SUPPLIED PASSAGE =>
┌──

If a person were to build a Mt. Rushmore-style monument to SEC football coaches somewhere in the Smokies or the Ozarks, the debate over who should fill slots #3 and #4 on the mountain would likely grow pretty heated.  Georgia’s Vince Dooley is the second winningest coach in history (all games included) from an SEC institution.  Tennessee’s Robert Neyland ranks first in winning percentage in all-games and in all-SEC game coached.  Were it not for his military service, there’s no telling what numbers he could have posted.  Ole Miss’ Johnny Vaught and Georgia’s Vince Dooley rank #3 and #4 respectively in terms of all-time wins in conference games.

The debate could rage for days.

But there would be no argument over who’d take up the first two slots on such a shrine — Alabama’s Paul “Bear” Bryant and South Carolina’s Steve Spurrier.

Bryant is a legend.  Say his name anywhere in the country and even non-football fans will likely recognize his name today, 30 years after he hung up his houndstooth hat.  The more Spurrier wins at Carolina, the more he closes in on Bryant territory.  And the more the man with the visor distances himself from everyone else in SEC coaching history.

In terms of all-time SEC wins, Bryant ranks first with 159 (22 while at Kentucky and another unimaginable 137 at Alabama).  Spurrier is #2 all-time with 120 counting his 4-0 mark to begin the 2012 season (87 wins came at Florida, 33 have come so far at Carolina).

More impressive than simple win totals, however, is the fact that both coaches — Bryant and Spurrier — were builders.  They didn’t take over programs at their heights, they either returned them to past glories or took them to new pinnacles altogether.

└──

EXTRACTED INFORMATION =>

┌──

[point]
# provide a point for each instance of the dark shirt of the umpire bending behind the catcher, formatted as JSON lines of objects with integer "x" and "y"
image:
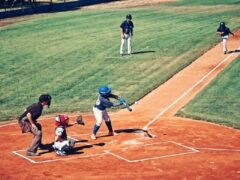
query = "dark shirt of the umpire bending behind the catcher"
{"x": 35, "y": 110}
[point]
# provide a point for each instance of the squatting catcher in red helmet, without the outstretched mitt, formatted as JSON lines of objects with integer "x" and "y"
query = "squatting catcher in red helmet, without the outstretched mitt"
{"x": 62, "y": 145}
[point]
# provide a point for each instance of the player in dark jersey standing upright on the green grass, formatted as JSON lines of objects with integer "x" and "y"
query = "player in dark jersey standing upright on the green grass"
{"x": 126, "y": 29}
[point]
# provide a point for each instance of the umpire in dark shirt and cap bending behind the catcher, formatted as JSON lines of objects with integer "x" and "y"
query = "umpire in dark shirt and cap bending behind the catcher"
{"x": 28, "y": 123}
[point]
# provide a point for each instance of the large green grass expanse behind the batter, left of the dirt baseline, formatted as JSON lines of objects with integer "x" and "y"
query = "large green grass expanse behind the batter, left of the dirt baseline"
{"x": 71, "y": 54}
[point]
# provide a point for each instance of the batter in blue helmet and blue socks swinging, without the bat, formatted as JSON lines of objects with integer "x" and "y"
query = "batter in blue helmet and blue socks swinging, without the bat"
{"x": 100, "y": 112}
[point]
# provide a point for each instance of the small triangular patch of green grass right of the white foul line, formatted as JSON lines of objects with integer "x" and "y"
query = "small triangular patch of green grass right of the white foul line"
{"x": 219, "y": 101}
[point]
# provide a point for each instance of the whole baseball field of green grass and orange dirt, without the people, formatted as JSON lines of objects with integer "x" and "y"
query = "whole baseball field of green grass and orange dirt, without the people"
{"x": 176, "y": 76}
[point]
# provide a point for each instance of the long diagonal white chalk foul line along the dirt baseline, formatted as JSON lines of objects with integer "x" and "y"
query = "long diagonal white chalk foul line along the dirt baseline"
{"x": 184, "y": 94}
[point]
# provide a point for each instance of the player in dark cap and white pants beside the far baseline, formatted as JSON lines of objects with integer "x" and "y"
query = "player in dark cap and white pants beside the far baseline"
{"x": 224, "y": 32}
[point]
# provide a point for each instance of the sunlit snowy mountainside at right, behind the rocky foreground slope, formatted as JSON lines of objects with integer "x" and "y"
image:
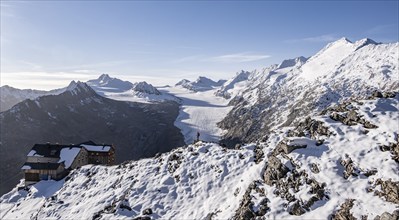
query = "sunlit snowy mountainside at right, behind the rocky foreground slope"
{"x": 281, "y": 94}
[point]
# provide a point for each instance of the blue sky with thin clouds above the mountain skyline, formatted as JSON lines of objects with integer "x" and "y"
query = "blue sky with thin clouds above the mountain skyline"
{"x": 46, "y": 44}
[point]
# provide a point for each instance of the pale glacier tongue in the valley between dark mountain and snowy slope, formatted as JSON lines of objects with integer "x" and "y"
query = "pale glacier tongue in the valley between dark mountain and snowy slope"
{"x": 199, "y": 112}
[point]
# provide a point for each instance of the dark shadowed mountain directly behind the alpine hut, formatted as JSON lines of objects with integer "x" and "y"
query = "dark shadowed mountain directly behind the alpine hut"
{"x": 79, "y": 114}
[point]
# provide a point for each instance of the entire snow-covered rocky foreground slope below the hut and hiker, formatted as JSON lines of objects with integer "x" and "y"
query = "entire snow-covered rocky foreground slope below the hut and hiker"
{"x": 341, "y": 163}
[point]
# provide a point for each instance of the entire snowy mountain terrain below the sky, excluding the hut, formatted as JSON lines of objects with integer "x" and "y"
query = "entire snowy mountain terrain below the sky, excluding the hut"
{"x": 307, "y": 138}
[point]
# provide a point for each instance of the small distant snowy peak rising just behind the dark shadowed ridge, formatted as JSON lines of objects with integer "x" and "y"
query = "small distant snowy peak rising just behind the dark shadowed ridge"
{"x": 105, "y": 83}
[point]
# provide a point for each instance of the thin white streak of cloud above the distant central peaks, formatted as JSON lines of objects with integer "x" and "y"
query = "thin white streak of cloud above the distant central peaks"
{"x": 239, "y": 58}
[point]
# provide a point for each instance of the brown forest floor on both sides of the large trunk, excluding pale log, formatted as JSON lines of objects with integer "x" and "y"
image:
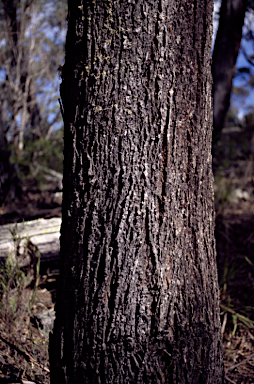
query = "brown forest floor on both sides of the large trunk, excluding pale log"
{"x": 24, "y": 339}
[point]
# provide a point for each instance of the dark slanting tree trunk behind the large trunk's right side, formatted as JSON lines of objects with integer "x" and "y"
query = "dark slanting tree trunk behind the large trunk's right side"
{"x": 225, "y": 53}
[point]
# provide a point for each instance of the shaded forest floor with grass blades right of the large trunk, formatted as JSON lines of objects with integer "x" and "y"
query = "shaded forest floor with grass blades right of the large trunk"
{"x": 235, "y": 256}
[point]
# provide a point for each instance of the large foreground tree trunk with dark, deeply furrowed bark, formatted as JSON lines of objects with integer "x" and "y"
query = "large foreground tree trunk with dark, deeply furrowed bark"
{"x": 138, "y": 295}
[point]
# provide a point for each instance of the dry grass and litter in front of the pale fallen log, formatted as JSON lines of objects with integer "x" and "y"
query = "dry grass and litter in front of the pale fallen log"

└──

BRIEF A => Name every football coach mentioned in the passage on SEC football coaches.
BRIEF B => From the SEC coaches passage, output the text that begins at the words "More impressive than" and stops after "new pinnacles altogether.".
BRIEF C => Pick up the passage on SEC football coaches after its final sentence and write the next part.

ANSWER A => Vince Dooley, Robert Neyland, Johnny Vaught, Paul "Bear" Bryant, Steve Spurrier

ANSWER B =>
More impressive than simple win totals, however, is the fact that both coaches — Bryant and Spurrier — were builders.  They didn’t take over programs at their heights, they either returned them to past glories or took them to new pinnacles altogether.

ANSWER C =>
For comparison’s sake, let’s toss out Bryant’s lone season at Maryland back in 1945.  Let’s also ignore Spurrier’s work in the USFL and NFL. Doing that, we’re left with three multi-season collegiate stops for each man.  While Bryant toiled at Kentucky, Texas A&M (then a member of the Southwest Conference) and Alabama, Spurrier has worked at Duke (in the ACC), Florida and now South Carolina.

At each of those stops, Bryant and Spurrier improved the football fortunes of their employers.  Below we’ll look at both coaches’ achievements and we’ll start with Bryant’s:

 

Paul “Bear” Bryant

Kentucky (8 seasons from 1946 to 1953)

In the five seasons prior to his arrival, the Wildcats were 17-27-3.  In 1950 — Bryant’s fifth year in Lexington — the Cats finished 11-1, won their first ever SEC title, and defeated #1 Oklahoma in the Sugar Bowl.  (In those days, the final polls came out prior to the bowl games and that allowed the Sooners to grab the national title.)

Bryant went 60-23-6 while at Kentucky.  He took UK to four bowl games (they’ve only been to 11 other postseason games before or since).  And they didn’t win a share of another SEC title until 1976.  To date, 1950 is the Wildcats only stand-alone SEC championship in football.

 

Texas A&M (4 seasons from 1954 to 1957)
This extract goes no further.